# Thread submitted after pressing 'enter'



## blasita

Hello.

The other day I decided to post a new thread, and as I was writing the thread title (had already started to write the body of the message), I accidentally pressed the enter key and the thread was submitted before I could finish writing it.

No big deal (now that I know it can happen) but I think it's worth sharing.

Un saludo.


----------



## Egmont

That's odd. Whenever I press the Enter key while I'm working on the body of a message, it starts a new paragraph. Now I'm going to press it twice ...

... and that's what happened. Once for a new paragraph, a second time for a blank line between them. Just like in a word processor, if someone doesn't want to use paragraph spacing instead (which is usually a better way to get space between paragraphs in a word processor).


----------



## blasita

Egmont said:


> That's odd. Whenever I press the Enter key while I'm working on the body of a message, it starts a new paragraph. Now I'm going to press it twice ...



Hello Egmont.

It happens if you press enter while writing the thread _title_, not when you're working on the body of the message.

Thanks for your reply.


----------



## Egmont

Sorry. I was confused by your comment that you had already started working on the body. I didn't realize that you wrote part of the body and then went to write the title, planning to return to the body and finish it after that.


----------



## blasita

No need to apologise. I may not have expressed myself clearly, sorry.


----------



## mkellogg

Yea, the usual check that you get saying that the body has fewer than 10 characters won't happen if you have already written the message.

Despite this, you can still edit your message for a few minutes after submitting, right?


----------



## blasita

Thank you very much for your reply, Mike.

Exactly, you can always edit your message, and like I said, it's no big deal.

* **Raw data**
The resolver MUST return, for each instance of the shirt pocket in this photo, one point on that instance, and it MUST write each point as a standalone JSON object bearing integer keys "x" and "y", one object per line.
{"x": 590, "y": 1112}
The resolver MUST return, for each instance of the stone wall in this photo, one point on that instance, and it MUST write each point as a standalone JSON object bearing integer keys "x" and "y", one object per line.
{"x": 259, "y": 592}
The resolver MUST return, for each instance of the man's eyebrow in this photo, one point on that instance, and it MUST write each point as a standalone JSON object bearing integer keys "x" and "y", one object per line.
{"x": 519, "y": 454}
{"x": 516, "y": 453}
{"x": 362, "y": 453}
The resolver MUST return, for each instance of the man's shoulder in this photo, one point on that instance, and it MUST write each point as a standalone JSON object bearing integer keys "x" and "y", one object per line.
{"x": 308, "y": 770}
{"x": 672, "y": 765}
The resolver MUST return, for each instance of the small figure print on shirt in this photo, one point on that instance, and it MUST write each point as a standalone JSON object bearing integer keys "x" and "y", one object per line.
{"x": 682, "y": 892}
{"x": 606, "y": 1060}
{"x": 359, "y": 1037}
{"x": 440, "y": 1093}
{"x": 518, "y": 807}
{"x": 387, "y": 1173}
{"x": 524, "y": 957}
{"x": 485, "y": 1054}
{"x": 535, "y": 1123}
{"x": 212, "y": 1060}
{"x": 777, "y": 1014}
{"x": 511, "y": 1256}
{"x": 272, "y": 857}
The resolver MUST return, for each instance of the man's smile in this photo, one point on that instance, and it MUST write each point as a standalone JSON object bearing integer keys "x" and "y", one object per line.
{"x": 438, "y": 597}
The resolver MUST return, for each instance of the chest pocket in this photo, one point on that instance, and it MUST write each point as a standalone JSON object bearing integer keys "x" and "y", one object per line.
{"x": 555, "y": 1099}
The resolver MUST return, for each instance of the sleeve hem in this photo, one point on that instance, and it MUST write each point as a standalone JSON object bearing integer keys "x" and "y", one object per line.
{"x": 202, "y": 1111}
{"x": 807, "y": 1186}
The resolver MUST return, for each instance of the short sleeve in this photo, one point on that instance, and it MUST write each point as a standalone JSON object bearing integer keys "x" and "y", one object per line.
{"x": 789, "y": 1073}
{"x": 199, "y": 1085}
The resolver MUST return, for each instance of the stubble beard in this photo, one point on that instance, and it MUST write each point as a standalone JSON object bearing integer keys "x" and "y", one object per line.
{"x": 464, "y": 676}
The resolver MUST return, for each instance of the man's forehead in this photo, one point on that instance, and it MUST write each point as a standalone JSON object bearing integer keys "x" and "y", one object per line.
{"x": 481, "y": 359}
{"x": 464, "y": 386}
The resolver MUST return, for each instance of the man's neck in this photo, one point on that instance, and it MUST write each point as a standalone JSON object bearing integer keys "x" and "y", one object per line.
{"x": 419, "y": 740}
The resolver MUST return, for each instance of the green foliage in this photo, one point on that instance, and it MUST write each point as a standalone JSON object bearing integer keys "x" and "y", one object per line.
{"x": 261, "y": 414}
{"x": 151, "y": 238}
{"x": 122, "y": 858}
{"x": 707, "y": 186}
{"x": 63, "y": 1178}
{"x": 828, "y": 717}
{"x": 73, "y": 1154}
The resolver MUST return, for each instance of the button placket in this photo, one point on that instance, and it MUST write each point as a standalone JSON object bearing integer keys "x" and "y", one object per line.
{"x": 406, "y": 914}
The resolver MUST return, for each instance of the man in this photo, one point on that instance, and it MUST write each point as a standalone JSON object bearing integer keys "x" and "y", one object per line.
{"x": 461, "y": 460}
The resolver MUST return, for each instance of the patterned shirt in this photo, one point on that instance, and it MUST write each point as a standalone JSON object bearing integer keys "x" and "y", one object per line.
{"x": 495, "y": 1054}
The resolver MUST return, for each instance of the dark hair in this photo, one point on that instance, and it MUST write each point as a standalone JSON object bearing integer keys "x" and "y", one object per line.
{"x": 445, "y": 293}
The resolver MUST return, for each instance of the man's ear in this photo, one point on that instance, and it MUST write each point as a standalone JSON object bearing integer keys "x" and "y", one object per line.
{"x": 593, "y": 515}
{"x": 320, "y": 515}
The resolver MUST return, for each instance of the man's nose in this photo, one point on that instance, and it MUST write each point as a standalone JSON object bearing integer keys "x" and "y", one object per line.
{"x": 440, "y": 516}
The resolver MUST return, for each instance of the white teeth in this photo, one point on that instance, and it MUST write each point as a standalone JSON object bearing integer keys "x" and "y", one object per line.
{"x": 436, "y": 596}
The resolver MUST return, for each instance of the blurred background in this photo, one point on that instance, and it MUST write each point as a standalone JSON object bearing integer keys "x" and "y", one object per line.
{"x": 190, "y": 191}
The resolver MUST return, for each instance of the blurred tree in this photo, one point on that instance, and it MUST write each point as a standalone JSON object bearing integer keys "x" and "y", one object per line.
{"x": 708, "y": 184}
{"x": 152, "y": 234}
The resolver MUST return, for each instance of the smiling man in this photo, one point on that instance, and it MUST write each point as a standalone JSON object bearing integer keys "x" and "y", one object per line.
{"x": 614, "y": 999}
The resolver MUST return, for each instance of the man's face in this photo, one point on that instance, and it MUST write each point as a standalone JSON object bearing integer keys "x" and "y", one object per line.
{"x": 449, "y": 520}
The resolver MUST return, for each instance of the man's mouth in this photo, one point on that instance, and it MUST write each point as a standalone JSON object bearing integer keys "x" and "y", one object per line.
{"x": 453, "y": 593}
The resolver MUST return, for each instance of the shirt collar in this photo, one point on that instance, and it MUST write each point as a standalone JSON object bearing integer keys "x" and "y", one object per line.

* **Given instruction A**
Which usernames appear as post headers in the thread? List each one once.
* **Given instruction B**
Can you gather every line of the listing that contains the string "face"? Case counts.
The thread and the listing come from separate, unrelated sources.

* **Expected answer A**
blasita, Egmont, mkellogg

* **Expected answer B**
The resolver MUST return, for each instance of the man's face in this photo, one point on that instance, and it MUST write each point as a standalone JSON object bearing integer keys "x" and "y", one object per line.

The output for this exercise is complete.